[Image box annotation data]
--- begin ---

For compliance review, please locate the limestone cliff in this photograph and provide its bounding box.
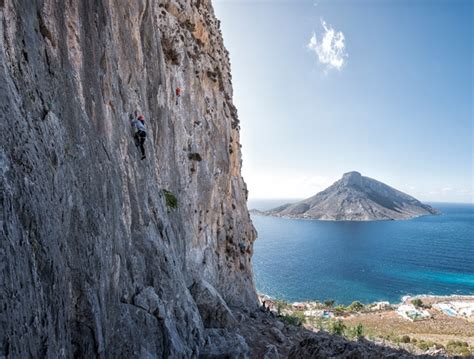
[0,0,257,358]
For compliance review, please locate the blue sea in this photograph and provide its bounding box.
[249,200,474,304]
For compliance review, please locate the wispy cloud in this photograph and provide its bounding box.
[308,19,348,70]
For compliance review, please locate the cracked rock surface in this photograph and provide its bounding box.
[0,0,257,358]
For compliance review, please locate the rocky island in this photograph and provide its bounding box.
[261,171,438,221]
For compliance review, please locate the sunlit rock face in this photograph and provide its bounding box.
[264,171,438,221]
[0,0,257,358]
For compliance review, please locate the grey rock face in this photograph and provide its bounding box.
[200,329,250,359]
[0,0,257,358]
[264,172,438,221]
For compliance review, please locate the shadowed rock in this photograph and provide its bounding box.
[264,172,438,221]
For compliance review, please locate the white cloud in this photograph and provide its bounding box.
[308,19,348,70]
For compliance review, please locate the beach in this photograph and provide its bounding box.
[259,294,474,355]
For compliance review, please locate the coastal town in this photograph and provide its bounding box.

--- end ---
--- begin ---

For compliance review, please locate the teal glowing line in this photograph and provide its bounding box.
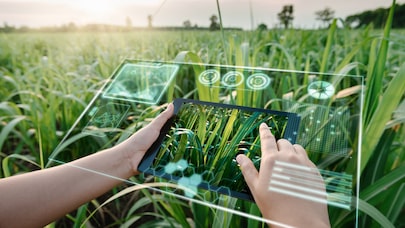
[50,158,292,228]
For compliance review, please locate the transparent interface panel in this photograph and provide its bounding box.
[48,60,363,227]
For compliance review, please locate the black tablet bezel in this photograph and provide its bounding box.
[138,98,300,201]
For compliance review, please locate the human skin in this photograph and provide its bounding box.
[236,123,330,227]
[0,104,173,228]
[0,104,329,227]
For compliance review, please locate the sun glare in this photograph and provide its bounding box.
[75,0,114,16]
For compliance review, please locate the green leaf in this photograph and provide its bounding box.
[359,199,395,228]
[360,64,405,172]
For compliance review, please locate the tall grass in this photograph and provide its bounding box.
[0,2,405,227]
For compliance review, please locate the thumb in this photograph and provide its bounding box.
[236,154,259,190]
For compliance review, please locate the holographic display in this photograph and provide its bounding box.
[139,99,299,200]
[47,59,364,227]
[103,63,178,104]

--- end ---

-- EXERCISE DIRECTIONS --
Format the data from the line containing "For compliance review, please locate the transparent" through the line containing "[103,63,178,104]" as a JSON list of strings, one string per line, with blank lines omitted.

-- EXERCISE SOLUTION --
[
  "For compliance review, please locate the transparent interface panel in this photograph and provide its bounding box.",
  "[48,60,363,227]",
  "For compliance review, please locate the black tablet bezel in this photograph and provide its bounding box.",
  "[138,98,300,201]",
  "For compliance review, please locate the human skin in this photograph and provide its bounding box.",
  "[236,123,330,227]",
  "[0,104,173,228]",
  "[0,104,329,227]",
  "For compliance review, please locate the sun glare in this photograph and provide its bounding box.",
  "[75,0,114,16]",
  "For compliance review, please locate the green leaf in this photograph and provide its bounding box.",
  "[359,199,395,228]",
  "[360,64,405,172]",
  "For compliance review, please locate the tall grass in this photograph and provide its bounding box.",
  "[0,2,405,227]",
  "For compliance review, please locate the thumb in this photograph and provide its bounding box.",
  "[236,154,259,190]",
  "For compliance review, please locate the holographic display in this photograph and provide its bounding box.",
  "[139,99,299,200]",
  "[47,59,364,227]",
  "[103,63,178,104]"
]